● **WHAT IS ASKED**
Arrange the material below as a Markdown table with the columns "Row" and "Entry," giving each line a row number and leaving out blank lines. Begin at the line that contains "Mark the innermost point of each instance of the pink teepee" and continue through the end of the material.

● **DATA FOR THIS TASK**
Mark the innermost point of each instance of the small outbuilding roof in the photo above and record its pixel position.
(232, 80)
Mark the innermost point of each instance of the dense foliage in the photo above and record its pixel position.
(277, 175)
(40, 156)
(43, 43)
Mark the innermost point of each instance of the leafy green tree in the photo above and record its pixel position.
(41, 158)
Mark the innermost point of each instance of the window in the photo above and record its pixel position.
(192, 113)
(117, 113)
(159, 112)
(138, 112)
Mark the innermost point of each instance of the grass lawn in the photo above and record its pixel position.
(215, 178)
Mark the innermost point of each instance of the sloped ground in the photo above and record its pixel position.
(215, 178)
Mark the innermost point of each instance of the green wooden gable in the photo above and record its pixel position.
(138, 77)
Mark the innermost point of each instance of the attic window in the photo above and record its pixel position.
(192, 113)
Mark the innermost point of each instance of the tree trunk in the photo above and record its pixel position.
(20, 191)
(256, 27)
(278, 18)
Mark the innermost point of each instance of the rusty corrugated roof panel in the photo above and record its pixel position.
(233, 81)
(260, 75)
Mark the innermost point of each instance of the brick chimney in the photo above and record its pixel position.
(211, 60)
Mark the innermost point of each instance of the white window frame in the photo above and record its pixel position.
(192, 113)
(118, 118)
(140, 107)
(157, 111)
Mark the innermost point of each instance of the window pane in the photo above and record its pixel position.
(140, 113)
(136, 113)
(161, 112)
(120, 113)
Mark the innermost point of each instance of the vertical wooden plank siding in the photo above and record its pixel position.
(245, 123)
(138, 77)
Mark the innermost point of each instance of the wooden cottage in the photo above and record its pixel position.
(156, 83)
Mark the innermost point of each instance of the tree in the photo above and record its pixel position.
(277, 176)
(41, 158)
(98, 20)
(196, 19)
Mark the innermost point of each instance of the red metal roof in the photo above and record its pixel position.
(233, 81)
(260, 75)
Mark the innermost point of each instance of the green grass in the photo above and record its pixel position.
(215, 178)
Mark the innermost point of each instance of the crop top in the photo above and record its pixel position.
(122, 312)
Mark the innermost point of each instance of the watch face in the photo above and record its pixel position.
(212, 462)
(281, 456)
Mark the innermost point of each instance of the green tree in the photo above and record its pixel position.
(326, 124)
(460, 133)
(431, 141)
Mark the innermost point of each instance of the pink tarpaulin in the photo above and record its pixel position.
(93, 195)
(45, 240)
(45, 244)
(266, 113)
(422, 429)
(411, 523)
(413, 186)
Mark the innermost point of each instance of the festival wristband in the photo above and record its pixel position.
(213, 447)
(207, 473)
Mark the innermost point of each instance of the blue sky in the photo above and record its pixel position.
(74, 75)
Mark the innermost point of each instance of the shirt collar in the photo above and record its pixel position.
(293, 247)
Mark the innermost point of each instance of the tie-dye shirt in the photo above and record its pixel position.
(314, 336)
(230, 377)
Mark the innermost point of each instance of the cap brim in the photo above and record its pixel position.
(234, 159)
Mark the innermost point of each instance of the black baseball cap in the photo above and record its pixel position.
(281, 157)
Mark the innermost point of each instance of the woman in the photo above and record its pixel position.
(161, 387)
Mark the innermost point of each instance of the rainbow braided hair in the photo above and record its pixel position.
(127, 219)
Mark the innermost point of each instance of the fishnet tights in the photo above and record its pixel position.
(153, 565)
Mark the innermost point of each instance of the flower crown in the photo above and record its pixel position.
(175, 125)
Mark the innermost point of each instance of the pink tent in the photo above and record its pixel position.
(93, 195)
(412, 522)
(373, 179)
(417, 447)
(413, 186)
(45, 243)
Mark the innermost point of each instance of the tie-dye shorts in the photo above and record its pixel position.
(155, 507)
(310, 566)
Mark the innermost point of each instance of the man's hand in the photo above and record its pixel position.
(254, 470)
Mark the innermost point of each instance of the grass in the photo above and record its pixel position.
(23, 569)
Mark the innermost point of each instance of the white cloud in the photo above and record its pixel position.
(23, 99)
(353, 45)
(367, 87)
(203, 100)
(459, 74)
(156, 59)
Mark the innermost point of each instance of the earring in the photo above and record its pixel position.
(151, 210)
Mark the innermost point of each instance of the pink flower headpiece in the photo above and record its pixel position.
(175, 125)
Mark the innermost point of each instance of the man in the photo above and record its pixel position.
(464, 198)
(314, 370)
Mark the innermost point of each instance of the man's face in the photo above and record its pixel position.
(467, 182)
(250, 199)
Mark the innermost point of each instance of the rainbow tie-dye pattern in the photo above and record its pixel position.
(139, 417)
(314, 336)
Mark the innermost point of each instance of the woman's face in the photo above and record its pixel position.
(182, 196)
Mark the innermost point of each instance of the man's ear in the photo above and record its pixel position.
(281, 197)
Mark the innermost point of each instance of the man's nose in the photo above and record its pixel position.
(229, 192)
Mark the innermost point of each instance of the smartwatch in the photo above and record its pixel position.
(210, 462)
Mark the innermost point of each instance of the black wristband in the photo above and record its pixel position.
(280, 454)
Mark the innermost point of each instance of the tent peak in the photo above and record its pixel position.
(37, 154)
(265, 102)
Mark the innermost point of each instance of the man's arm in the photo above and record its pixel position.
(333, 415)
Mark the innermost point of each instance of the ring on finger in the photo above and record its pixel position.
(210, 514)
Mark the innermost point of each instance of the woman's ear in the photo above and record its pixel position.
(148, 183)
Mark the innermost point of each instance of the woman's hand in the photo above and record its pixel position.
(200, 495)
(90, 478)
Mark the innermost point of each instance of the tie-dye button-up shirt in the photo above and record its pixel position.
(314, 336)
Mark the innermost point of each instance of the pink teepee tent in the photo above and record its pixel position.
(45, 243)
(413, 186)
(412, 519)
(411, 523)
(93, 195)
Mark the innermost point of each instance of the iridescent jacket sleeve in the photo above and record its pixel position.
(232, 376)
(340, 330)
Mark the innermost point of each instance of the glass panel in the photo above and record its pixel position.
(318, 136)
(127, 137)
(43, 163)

● **RESPONSE**
| Row | Entry |
|---|---|
| 1 | Mark the innermost point of each instance of the pink teepee tent in the photo above and record its pixel position. |
| 2 | (45, 243) |
| 3 | (413, 186) |
| 4 | (412, 519) |
| 5 | (411, 523) |
| 6 | (93, 195) |
| 7 | Mark the innermost point of each instance of the iridescent jacket sleeve in the photo above and record its pixel position. |
| 8 | (232, 376) |
| 9 | (340, 330) |
| 10 | Mark the innermost point of each instance of the glass panel in the photo above and record its pixel position. |
| 11 | (318, 136) |
| 12 | (127, 137) |
| 13 | (43, 163) |